Abstract
In the present study, a rotational piezoelectric (PZT) energy harvester has been designed, fabricated and tested. The design can enhance output power by frequency up-conversion and provide the desired output power range from a fixed input rotational speed by increasing the interchangeable planet cover numbers which is the novelty of this work. The prototype ability to harvest energy has been evaluated with four experiments, which determine the effect of rotational speed, interchangeable planet cover numbers, the distance between PZTs, and PZTs numbers. Increasing rotational speed shows that it can increase output power. However, increasing planet cover numbers can increase the output power without the need to increase speed or any excitation element. With the usage of one, two, and four planet cover numbers, the prototype is able to harvest output power of 0.414 mW, 0.672 mW, and 1.566 mW, respectively, at 50 kΩ with 1500 rpm, and 6.25 Hz bending frequency of the PZT. Moreover, when three cantilevers are used with 35 kΩ loads, the output power is 6.007 mW, and the power density of piezoelectric material is 9.59 mW/cm3. It was concluded that the model could work for frequency up-conversion and provide the desired output power range from a fixed input rotational speed and may result in a longer lifetime of the PZT.

Given problem 1: According to the abstract, what output power does the prototype reach when three cantilevers are used with 35 kΩ loads?
The abstract and the entries are separate material with no connection to each other.

Provided material:
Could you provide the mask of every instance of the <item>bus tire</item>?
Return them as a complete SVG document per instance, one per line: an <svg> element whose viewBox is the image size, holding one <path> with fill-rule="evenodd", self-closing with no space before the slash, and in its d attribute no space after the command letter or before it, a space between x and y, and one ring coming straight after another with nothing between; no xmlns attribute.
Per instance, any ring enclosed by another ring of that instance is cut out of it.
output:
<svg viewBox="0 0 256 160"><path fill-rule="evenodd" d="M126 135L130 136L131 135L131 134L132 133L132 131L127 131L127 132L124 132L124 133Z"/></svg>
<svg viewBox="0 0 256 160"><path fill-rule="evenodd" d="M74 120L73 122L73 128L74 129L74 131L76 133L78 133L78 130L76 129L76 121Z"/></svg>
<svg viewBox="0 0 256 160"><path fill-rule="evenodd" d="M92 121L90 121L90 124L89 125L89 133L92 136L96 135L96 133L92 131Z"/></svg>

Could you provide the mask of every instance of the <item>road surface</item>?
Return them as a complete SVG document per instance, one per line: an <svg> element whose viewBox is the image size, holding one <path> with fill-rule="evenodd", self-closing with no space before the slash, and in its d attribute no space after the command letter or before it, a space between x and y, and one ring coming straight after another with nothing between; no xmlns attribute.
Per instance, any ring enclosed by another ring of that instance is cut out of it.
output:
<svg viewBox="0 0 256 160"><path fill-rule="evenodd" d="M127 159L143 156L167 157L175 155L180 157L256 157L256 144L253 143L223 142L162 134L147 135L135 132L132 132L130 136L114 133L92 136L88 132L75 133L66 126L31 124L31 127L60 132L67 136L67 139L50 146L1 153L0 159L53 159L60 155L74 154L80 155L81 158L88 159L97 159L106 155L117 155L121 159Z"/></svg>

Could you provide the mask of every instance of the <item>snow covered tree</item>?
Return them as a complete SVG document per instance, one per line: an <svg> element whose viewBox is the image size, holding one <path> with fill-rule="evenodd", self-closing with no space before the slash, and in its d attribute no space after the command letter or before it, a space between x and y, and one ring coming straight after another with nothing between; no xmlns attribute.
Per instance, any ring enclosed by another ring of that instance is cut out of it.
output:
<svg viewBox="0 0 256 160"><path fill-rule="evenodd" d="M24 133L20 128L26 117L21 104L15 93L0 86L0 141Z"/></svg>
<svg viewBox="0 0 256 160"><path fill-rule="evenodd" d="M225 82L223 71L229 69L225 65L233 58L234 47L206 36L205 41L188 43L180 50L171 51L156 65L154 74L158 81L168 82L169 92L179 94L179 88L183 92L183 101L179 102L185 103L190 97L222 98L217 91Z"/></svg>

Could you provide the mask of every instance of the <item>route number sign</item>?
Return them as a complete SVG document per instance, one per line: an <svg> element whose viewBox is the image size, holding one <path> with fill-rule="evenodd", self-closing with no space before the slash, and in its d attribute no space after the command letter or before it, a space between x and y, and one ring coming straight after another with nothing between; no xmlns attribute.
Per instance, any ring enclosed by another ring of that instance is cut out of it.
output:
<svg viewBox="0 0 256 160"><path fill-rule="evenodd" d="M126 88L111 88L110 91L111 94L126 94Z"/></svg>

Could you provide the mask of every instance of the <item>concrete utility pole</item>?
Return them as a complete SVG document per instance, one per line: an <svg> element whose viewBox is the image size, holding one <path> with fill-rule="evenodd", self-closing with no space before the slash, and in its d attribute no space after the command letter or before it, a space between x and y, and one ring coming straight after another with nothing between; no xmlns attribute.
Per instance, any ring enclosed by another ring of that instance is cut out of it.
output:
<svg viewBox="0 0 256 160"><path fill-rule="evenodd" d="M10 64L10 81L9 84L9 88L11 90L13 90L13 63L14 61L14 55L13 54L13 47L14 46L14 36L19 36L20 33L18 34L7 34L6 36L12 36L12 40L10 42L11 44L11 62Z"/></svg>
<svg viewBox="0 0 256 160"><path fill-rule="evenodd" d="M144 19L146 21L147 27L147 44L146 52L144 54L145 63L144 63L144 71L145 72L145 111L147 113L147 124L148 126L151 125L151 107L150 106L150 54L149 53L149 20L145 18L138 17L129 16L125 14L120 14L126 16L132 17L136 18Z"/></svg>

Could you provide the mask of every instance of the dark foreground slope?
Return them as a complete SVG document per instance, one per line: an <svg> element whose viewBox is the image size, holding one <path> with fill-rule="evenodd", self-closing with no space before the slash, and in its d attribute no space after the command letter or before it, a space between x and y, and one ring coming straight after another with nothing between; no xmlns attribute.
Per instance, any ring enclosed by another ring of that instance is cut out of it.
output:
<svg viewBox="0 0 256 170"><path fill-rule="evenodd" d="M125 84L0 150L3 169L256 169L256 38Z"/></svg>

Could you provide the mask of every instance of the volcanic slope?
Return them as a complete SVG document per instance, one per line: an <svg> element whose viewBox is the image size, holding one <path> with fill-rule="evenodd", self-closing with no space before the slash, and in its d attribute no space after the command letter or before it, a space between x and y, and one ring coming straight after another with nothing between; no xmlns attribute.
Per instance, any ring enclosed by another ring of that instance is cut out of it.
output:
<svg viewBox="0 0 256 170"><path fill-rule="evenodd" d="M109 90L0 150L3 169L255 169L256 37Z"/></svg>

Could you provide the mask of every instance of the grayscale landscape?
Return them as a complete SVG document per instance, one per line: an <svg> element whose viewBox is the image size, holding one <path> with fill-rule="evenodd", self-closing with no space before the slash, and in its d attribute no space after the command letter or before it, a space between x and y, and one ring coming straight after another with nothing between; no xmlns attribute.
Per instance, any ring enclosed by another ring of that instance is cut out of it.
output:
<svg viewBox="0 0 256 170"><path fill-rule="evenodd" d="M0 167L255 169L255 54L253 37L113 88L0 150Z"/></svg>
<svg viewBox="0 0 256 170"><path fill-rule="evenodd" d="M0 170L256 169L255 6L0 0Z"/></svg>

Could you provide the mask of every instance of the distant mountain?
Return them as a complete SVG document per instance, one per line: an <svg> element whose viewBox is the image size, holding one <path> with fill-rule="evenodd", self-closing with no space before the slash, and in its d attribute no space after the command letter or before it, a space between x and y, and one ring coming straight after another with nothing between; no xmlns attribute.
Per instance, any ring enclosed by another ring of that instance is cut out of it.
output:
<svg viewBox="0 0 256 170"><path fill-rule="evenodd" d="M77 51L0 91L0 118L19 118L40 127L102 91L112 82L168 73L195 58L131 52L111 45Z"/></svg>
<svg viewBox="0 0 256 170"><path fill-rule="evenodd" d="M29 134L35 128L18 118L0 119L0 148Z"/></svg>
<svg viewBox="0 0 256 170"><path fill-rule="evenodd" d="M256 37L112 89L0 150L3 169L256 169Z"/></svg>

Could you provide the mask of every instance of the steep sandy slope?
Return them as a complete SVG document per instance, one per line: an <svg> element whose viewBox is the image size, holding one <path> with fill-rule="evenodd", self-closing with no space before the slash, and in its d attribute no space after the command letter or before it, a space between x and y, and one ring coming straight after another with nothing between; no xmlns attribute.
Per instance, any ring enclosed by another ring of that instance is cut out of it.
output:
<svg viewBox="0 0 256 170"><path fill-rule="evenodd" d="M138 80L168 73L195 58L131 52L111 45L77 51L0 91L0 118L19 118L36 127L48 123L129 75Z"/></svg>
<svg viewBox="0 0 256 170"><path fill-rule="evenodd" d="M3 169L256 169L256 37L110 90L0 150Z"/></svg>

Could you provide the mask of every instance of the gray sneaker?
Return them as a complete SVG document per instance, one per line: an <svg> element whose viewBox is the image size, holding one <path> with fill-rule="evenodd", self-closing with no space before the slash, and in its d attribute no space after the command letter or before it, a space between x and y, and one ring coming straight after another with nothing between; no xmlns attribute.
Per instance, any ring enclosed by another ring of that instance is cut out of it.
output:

Given problem 2: In the entries, convert the lines from the one containing "Could you provide the mask of every instance of the dark" up to and including the one containing "90L0 150L3 169L255" into a Markdown table with columns Row and Line. Give each line its own numbered row and skip blank lines.

Complete answer 1: 6.007 mW

Complete answer 2:
| Row | Line |
|---|---|
| 1 | Could you provide the mask of every instance of the dark foreground slope? |
| 2 | Return them as a complete SVG document per instance, one per line: an <svg> element whose viewBox is the image size, holding one <path> with fill-rule="evenodd", self-closing with no space before the slash, and in its d attribute no space after the command letter or before it, a space between x and y, and one ring coming straight after another with nothing between; no xmlns attribute. |
| 3 | Per instance, any ring enclosed by another ring of that instance is cut out of it. |
| 4 | output: |
| 5 | <svg viewBox="0 0 256 170"><path fill-rule="evenodd" d="M125 84L0 150L3 169L256 169L256 38Z"/></svg> |
| 6 | Could you provide the mask of every instance of the volcanic slope? |
| 7 | Return them as a complete SVG document per instance, one per line: an <svg> element whose viewBox is the image size, holding one <path> with fill-rule="evenodd", self-closing with no space before the slash, and in its d attribute no space after the command letter or before it, a space between x and y, and one ring coming straight after another with nothing between; no xmlns attribute. |
| 8 | Per instance, any ring enclosed by another ring of that instance is cut out of it. |
| 9 | output: |
| 10 | <svg viewBox="0 0 256 170"><path fill-rule="evenodd" d="M109 90L0 150L3 169L255 169L256 37Z"/></svg> |